## Working data
◆ ◆ ◆ ◆
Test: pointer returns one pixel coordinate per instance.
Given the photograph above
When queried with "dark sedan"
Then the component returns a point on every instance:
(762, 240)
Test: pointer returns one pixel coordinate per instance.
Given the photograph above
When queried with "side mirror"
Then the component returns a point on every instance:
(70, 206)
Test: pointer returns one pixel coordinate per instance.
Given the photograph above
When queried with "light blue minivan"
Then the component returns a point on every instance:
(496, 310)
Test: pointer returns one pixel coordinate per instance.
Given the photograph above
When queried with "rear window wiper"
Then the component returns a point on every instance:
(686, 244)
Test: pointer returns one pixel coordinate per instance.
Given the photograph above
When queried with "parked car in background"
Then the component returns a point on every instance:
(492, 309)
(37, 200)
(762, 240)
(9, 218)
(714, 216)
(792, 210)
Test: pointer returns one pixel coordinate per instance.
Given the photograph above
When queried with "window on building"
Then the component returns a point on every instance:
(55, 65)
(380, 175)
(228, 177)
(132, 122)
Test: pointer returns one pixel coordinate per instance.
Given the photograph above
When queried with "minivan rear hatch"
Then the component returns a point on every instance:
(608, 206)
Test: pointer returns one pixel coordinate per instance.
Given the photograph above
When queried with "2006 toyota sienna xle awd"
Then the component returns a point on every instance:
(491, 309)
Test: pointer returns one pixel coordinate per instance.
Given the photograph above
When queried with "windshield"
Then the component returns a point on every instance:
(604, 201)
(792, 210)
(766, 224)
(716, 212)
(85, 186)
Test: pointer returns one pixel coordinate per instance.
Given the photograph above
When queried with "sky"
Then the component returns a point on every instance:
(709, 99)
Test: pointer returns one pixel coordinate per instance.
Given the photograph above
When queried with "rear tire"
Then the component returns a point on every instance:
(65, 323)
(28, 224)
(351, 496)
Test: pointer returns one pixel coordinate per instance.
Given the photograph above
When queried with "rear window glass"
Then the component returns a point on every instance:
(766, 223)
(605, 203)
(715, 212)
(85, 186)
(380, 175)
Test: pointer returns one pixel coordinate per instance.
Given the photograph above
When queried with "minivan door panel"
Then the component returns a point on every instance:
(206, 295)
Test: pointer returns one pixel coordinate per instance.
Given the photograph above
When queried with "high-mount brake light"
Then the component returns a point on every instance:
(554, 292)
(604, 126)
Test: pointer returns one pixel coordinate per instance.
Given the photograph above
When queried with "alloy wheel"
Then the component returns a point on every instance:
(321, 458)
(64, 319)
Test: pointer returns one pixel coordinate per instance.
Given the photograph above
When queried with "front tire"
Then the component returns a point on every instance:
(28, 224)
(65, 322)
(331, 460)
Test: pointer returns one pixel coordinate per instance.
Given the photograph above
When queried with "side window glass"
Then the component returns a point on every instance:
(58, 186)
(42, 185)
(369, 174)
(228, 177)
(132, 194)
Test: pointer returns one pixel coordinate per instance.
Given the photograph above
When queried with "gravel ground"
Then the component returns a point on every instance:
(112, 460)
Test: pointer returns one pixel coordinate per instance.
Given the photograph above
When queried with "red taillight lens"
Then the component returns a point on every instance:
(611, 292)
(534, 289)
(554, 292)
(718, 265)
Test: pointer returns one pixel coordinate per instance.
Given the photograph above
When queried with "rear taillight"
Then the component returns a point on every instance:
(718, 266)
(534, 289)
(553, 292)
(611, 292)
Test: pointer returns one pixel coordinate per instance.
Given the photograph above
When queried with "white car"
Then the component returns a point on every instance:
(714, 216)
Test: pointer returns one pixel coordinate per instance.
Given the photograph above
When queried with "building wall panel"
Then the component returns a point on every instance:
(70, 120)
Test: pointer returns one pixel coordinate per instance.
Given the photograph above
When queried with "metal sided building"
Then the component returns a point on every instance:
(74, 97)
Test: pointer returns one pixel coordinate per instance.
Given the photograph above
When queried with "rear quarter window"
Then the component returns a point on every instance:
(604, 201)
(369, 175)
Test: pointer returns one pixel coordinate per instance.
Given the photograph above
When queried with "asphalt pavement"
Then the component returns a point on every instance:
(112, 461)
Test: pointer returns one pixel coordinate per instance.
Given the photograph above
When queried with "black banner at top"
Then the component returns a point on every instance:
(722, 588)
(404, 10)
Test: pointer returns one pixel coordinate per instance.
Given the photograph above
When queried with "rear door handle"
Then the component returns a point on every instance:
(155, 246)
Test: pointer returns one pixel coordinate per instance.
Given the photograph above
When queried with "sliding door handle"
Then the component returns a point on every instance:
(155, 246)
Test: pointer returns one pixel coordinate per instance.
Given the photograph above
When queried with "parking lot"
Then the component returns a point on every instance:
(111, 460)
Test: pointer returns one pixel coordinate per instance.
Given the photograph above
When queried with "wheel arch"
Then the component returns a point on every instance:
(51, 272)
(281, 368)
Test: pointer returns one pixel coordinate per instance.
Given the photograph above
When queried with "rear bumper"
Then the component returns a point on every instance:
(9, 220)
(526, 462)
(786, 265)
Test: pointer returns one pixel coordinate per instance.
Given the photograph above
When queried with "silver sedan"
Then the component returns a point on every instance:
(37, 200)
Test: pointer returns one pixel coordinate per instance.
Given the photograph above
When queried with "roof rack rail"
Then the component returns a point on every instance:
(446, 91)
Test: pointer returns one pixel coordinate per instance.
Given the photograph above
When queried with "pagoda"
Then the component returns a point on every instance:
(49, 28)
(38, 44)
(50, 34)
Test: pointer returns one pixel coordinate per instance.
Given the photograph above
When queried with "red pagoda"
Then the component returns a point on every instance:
◆ ◆ ◆ ◆
## Exercise
Output each record exactly, leaving nothing out.

## Response for this exercise
Test: pointer returns one pixel coordinate per instance.
Given the photograph above
When queried with "dark sedan"
Then the component returns a point on every instance:
(762, 240)
Test: pointer returns one pixel coordinate per instance.
Given the photograph above
When queried with "side mirror"
Then the component returns a point on every instance:
(70, 206)
Test: pointer returns one pixel coordinate per instance.
Given the photograph above
When queried with "light blue minivan"
Then the component returns a point on every instance:
(496, 310)
Test: pointer returns one pixel coordinate per instance.
Given the photograph above
When queried with "rear window wiper"
Then the component returns a point on every instance:
(686, 244)
Test: pointer returns one pixel coordinate per instance.
Given the photograph above
When queried with "parked car in background"
Then the component returns a point on every instance:
(492, 309)
(37, 200)
(762, 240)
(9, 218)
(714, 216)
(792, 210)
Test: pointer returns one pixel coordinate per instance.
Given the photograph above
When queried with "window on building"
Then the component returns a point on every instance:
(55, 65)
(380, 175)
(228, 177)
(132, 122)
Test: pointer returns one pixel coordinate per instance.
Given the photograph above
When queried with "minivan rear hatch"
Then the component returns a point on every instance:
(608, 206)
Test: pointer returns one pixel coordinate per instance.
Given the photograph above
When queried with "2006 toyota sienna xle awd"
Then the component returns a point on every instance:
(491, 309)
Test: pointer returns one pixel coordinate per instance.
Given the photograph above
When queried with "windshield"
Then the component returns a point on every instance:
(604, 201)
(792, 210)
(766, 224)
(716, 212)
(85, 186)
Test: pointer returns one pixel coordinate per instance.
Given the photograph above
When queried with "sky"
Then the component returns a point on every instance:
(709, 99)
Test: pointer returns one pixel coordinate per instance.
Given the photograph above
When queried with "rear tire"
Then the component returns a point on every instance:
(65, 323)
(28, 224)
(351, 496)
Test: pointer returns one pixel coordinate per instance.
Given the photograph above
When queried with "rear window glass"
Then the component returns a point on every instance:
(766, 223)
(605, 203)
(715, 212)
(85, 186)
(380, 175)
Test: pointer returns one pixel coordinate per instance.
Given the photograph above
When queried with "minivan door panel"
Then the component returns a point on every instance:
(206, 295)
Test: pointer returns one pixel coordinate per instance.
Given the photograph above
When queried with "high-mount brake light"
Then the component returns a point on every instance:
(554, 292)
(604, 126)
Test: pointer returns one pixel coordinate per instance.
Given the photograph above
When queried with "alloy wheel"
Then the component returns a point on every instance:
(321, 458)
(64, 319)
Test: pointer returns one pixel coordinate per instance.
Given the photograph above
When queried with "front tire"
Then the component returns a point on every instance:
(28, 224)
(65, 322)
(331, 460)
Test: pointer returns one pixel coordinate per instance.
Given the photograph above
When queried with "side window glass"
Then the component returns a point on every instance:
(58, 186)
(42, 185)
(369, 174)
(228, 177)
(132, 194)
Test: pointer returns one pixel coordinate per instance.
Given the photograph above
When queried with "gravel ground"
Then the component returns a point on every instance:
(112, 460)
Test: pointer returns one pixel coordinate per instance.
Given the photograph above
When queried with "red taillight lens"
Then the component returns a point on every instance:
(611, 292)
(534, 289)
(554, 292)
(718, 265)
Test: pointer returns one pixel coordinate per instance.
Given the photograph above
When queried with "rear taillight"
Then the component returns a point on every instance:
(718, 266)
(534, 289)
(553, 292)
(611, 292)
Test: pointer returns one pixel coordinate per instance.
Given the photograph above
When queried with "white car"
Then the component returns a point on every instance:
(714, 216)
Test: pointer returns one pixel coordinate per instance.
Given the photograph above
When queried with "building wall panel"
Then the component returns a point on every instance:
(70, 120)
Test: pointer returns one pixel coordinate per instance.
Given the photograph above
When queried with "metal sided building"
Then the component returns a point on every instance:
(74, 97)
Test: pointer returns one pixel coordinate per instance.
Given the photograph above
When queried with "rear quarter window"
Then the component returns a point on every instance:
(604, 201)
(369, 175)
Test: pointer returns one pixel coordinate per instance.
Given the photograph above
When queried with "asphalt pavement"
Then the component returns a point on every instance:
(112, 461)
Test: pointer returns one pixel coordinate per instance.
Given the photograph above
When queried with "black banner at top"
Then the component returns a point on every instance:
(722, 588)
(404, 10)
Test: pointer returns one pixel coordinate per instance.
Given the photograph above
When queried with "rear door handle"
Then the component returns a point on every instance:
(155, 246)
Test: pointer returns one pixel coordinate per instance.
Given the photograph above
When queried with "sliding door handle"
Then the component returns a point on every instance:
(155, 246)
Test: pointer returns one pixel coordinate per instance.
Given the photograph above
When queried with "parking lot"
Then the component returns a point on every instance:
(111, 460)
Test: pointer returns one pixel coordinate per instance.
Given the photograph above
When queried with "wheel arch"
Then the component returns a point on every instance:
(51, 272)
(281, 368)
Test: pointer returns one pixel coordinate per instance.
Given the photograph above
When queried with "rear bumper"
Then the component returns a point on every instance:
(9, 220)
(526, 462)
(786, 265)
Test: pointer returns one pixel coordinate per instance.
Given the photograph above
When queried with "silver sedan"
Then the component returns a point on every instance:
(37, 200)
Test: pointer returns one pixel coordinate per instance.
Given the photograph above
When queried with "roof rack rail"
Then the component returns a point on every instance:
(446, 91)
Test: pointer returns one pixel coordinate per instance.
Given the photograph above
When queried with "pagoda"
Then the component returns a point on every instance:
(49, 28)
(38, 44)
(50, 34)
Test: pointer returns one pixel coordinate per instance.
Given the photograph above
When queried with "red pagoda"
Then the component returns a point on every instance:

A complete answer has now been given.